RISE with SAPは、DXに向けたワンストップソリューションとして設計されており、既存のシステムをモダンなクラウドベースのシステム移行するためのサポートを提供します。

 

主な機能(サービス)

・SAP S/4HANA Cloud:

SAPの次世代ERPであるS/4HANAのクラウド版が中心に位置します。

 

・SAP Business Technology Platform (BTP):

アプリケーションの開発、拡張、データ統合、分析、AIを支援するためのプラットフォーム。

 

・ビジネスプロセスインテリジェンス:

SAP Signavioを用いたビジネスプロセスのモデリング、分析、最適化。

 

・インフラストラクチャ管理:

SAPが提供するクラウドインフラの完全管理サービス、セキュリティ、システム運用、技術的サポートなどが含まれます。

 

・セキュリティおよびコンプライアンス:

サイバーセキュリティ、データ保護、グローバル規制の遵守を確保するための包括的な管理。

 

・SAP Business Network:

パートナーやサプライヤーとのコラボレーションを促進するビジネスネットワーク機能。

 

 

1-2.GROW with SAP

GROW with SAPは、中小企業や成長企業向けに設計されたクラウドERPソリューションです。

2023年に導入され、企業の成長段階に応じた柔軟なERP導入を念頭に置いているようです。

 

主な特徴:

・迅速な導入: GROW with SAPは、成長企業が迅速にクラウドERPを導入し、業務のデジタル化を促進することを目指しています。

 

・スケーラビリティ: 企業の成長に合わせてERPシステムをスケールアップ可能で、企業が直面するビジネスニーズの変化に柔軟に対応。

 

・コスト効率: 成長段階に応じた柔軟な価格設定と、クラウドベースの提供により、初期コストを抑えながら高機能なERPシステムを導入できる。

 

GROW with SAPは、特に成長企業が短期間でクラウドERPの恩恵を受け、競争力を高めるための強力なサポートを提供します。

どちらかといえば中小企業やスタートアップ企業のように「イニシャルコストを抑えてSAPを利用したい」という層向けのようですね。

 

主な機能(サービス)
^^^^^^^^^^^^^^^^
*小課題*: 抜粋本文のうち「GROW with SAPは、中小企業や成長企業向けに設計されたクラウドERPソリューションです。」で始まり「スニーズの変化に柔軟に対応。」で終わる部分を、「成長企業」を「新興企業」に置き換えて書き直すこと。
^^^^^^^^^^^^^^^^
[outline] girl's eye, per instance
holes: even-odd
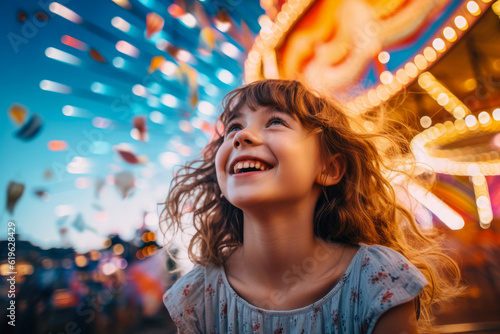
[[[278,117],[278,116],[271,117],[271,119],[269,120],[268,124],[271,125],[271,124],[273,124],[275,122],[278,122],[278,123],[283,124],[283,125],[286,124],[285,121],[283,119],[281,119],[280,117]]]
[[[229,135],[236,128],[241,128],[241,125],[239,125],[238,123],[230,123],[227,126],[226,136]]]
[[[269,119],[268,125],[272,125],[273,123],[279,123],[286,125],[285,121],[278,117],[278,116],[273,116]],[[228,136],[231,132],[233,132],[234,129],[240,128],[242,129],[243,127],[239,123],[229,123],[228,126],[226,127],[226,136]]]

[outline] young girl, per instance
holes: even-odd
[[[384,176],[402,136],[357,130],[296,81],[249,84],[223,107],[162,213],[164,233],[186,211],[196,229],[195,266],[164,295],[179,332],[431,331],[431,304],[456,295],[460,271]]]

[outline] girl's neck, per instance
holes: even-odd
[[[250,279],[282,288],[286,277],[301,280],[332,260],[332,247],[314,235],[314,208],[273,206],[244,213],[244,241],[238,259]],[[313,272],[314,270],[316,272]]]

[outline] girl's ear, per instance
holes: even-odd
[[[316,178],[316,182],[323,186],[333,186],[342,180],[346,169],[346,163],[340,153],[335,153],[330,158],[328,167],[323,169]]]

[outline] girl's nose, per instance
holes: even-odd
[[[234,136],[233,147],[238,148],[240,145],[257,145],[259,142],[260,139],[248,131],[248,129],[242,129]]]

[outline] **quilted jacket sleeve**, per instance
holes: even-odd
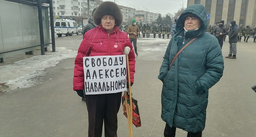
[[[172,41],[172,39],[170,41],[166,49],[166,51],[165,51],[165,53],[163,57],[164,60],[162,63],[162,65],[160,67],[159,75],[158,76],[158,78],[162,81],[165,77],[165,76],[166,76],[166,75],[169,71],[169,67],[170,64],[171,64],[169,60],[170,50],[171,49],[171,42]]]
[[[85,88],[83,57],[84,56],[89,56],[90,54],[89,42],[88,34],[86,33],[78,48],[78,54],[75,60],[73,77],[74,91],[83,90]]]
[[[129,66],[130,67],[130,76],[131,83],[134,83],[134,73],[135,73],[135,55],[133,45],[130,41],[129,38],[126,39],[126,46],[129,46],[131,50],[130,51],[128,57],[129,57]]]

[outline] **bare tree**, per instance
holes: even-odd
[[[183,12],[183,11],[184,11],[184,9],[183,9],[181,8],[178,11],[177,11],[177,12],[174,13],[174,18],[175,18],[175,17],[178,17],[181,15],[181,14],[182,13],[182,12]]]

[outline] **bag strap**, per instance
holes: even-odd
[[[180,55],[180,54],[184,49],[185,49],[187,46],[188,46],[188,45],[189,45],[190,43],[191,43],[191,42],[193,42],[194,40],[196,40],[196,39],[197,39],[198,38],[198,37],[199,36],[194,38],[193,39],[192,39],[192,40],[190,40],[189,42],[188,42],[188,43],[187,43],[187,44],[185,45],[185,46],[183,46],[182,48],[181,48],[181,50],[179,51],[179,52],[178,52],[177,53],[177,54],[176,54],[176,55],[175,55],[175,56],[174,57],[174,59],[172,60],[172,61],[171,61],[171,64],[170,65],[170,66],[169,67],[169,70],[171,69],[171,65],[172,65],[172,64],[174,62],[174,60],[175,60],[176,59],[178,56],[179,55]]]

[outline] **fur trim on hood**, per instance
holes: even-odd
[[[105,15],[113,16],[117,26],[122,24],[123,15],[121,10],[114,2],[109,1],[104,2],[97,8],[93,15],[94,23],[97,25],[101,24],[101,18]]]

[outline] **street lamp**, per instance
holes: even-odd
[[[134,7],[134,5],[133,5],[132,4],[129,4],[133,6],[133,8],[134,9],[134,13],[133,13],[133,15],[134,16],[134,19],[135,19],[135,7]]]
[[[145,21],[145,22],[146,23],[147,23],[147,21],[148,21],[148,19],[147,19],[147,18],[148,18],[148,17],[147,17],[147,15],[147,15],[148,14],[148,8],[145,7],[143,7],[143,8],[146,8],[146,16],[145,17],[144,21]],[[145,14],[144,14],[144,15],[145,15]]]

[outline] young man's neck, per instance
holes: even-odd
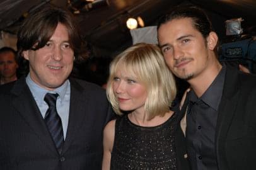
[[[14,81],[17,80],[17,77],[16,76],[12,76],[11,77],[1,77],[0,81],[1,81],[1,84],[4,84],[9,82],[12,82]]]
[[[209,68],[205,70],[200,76],[188,81],[197,97],[200,98],[212,83],[222,68],[218,60],[212,61]]]

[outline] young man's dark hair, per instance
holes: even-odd
[[[175,7],[170,13],[160,18],[158,23],[157,29],[166,22],[175,19],[184,18],[191,18],[195,29],[206,38],[209,33],[212,31],[212,24],[205,12],[196,6],[178,6]]]
[[[177,111],[177,169],[189,169],[184,158],[192,170],[253,169],[256,77],[219,62],[218,35],[198,8],[174,8],[158,38],[170,69],[190,86]]]

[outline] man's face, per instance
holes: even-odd
[[[6,52],[0,54],[0,75],[4,78],[16,77],[18,64],[13,52]]]
[[[210,62],[207,40],[193,26],[191,19],[168,21],[160,26],[158,33],[165,59],[177,77],[189,81],[206,69]]]
[[[53,90],[67,79],[74,61],[69,40],[66,27],[59,23],[44,47],[23,52],[24,57],[29,60],[31,79],[40,86]]]

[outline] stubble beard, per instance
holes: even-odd
[[[182,69],[181,74],[176,72],[176,74],[175,74],[175,76],[177,76],[178,78],[187,81],[189,81],[194,77],[193,73],[186,74],[185,69]]]

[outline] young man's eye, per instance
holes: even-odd
[[[119,81],[119,80],[120,80],[120,79],[119,79],[119,77],[113,77],[113,79],[114,81]]]
[[[65,48],[69,48],[69,47],[70,47],[70,45],[68,44],[68,43],[64,44],[63,46],[64,46],[64,47]]]
[[[170,49],[172,49],[172,47],[170,46],[166,46],[162,48],[162,52],[166,52],[168,50],[170,50]]]
[[[131,84],[131,83],[136,83],[136,81],[134,81],[134,80],[132,80],[132,79],[127,79],[127,82],[128,82],[128,83],[130,83],[130,84]]]

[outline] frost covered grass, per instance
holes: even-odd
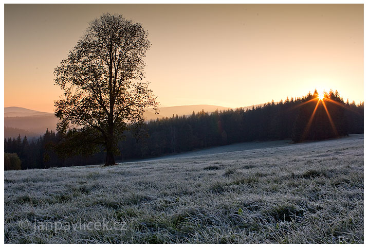
[[[4,183],[6,243],[364,241],[363,135]]]

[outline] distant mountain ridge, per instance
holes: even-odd
[[[34,116],[50,116],[53,115],[52,113],[43,112],[36,110],[30,110],[25,108],[7,107],[4,108],[4,117],[16,117]]]
[[[254,108],[261,105],[254,105]],[[251,109],[253,105],[244,107],[245,110]],[[216,110],[224,111],[231,108],[214,105],[198,104],[159,108],[159,114],[155,114],[152,108],[146,109],[144,116],[146,120],[157,118],[170,118],[174,115],[189,115],[193,112],[197,113],[203,110],[206,112],[212,113]],[[16,129],[7,129],[6,128],[18,129],[21,136],[25,135],[41,135],[45,133],[46,128],[55,130],[58,119],[52,113],[44,112],[30,110],[24,108],[11,107],[4,108],[4,127],[6,134],[13,135]],[[10,131],[10,130],[11,130]],[[16,136],[17,136],[18,134]],[[33,136],[33,135],[32,135]],[[6,137],[7,135],[5,136]]]

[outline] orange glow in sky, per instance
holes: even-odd
[[[5,4],[5,107],[53,112],[54,68],[106,12],[148,31],[144,80],[162,105],[236,108],[318,87],[363,101],[363,4]]]

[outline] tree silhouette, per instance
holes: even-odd
[[[90,23],[84,37],[55,69],[55,84],[64,92],[55,101],[55,115],[60,119],[57,130],[65,140],[83,138],[83,144],[69,149],[76,148],[78,153],[81,145],[103,145],[105,165],[115,164],[117,143],[127,124],[141,125],[143,109],[156,110],[156,98],[149,83],[142,81],[143,58],[151,45],[147,36],[140,23],[104,14]]]

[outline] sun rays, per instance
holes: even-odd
^^^^^^^^^^^^^^^^
*解答*:
GROW with SAPは、中小企業や新興企業向けに設計されたクラウドERPソリューションです。

2023年に導入され、企業の成長段階に応じた柔軟なERP導入を念頭に置いているようです。

 

主な特徴:

・迅速な導入: GROW with SAPは、新興企業が迅速にクラウドERPを導入し、業務のデジタル化を促進することを目指しています。

 

・スケーラビリティ: 企業の成長に合わせてERPシステムをスケールアップ可能で、企業が直面するビジネスニーズの変化に柔軟に対応。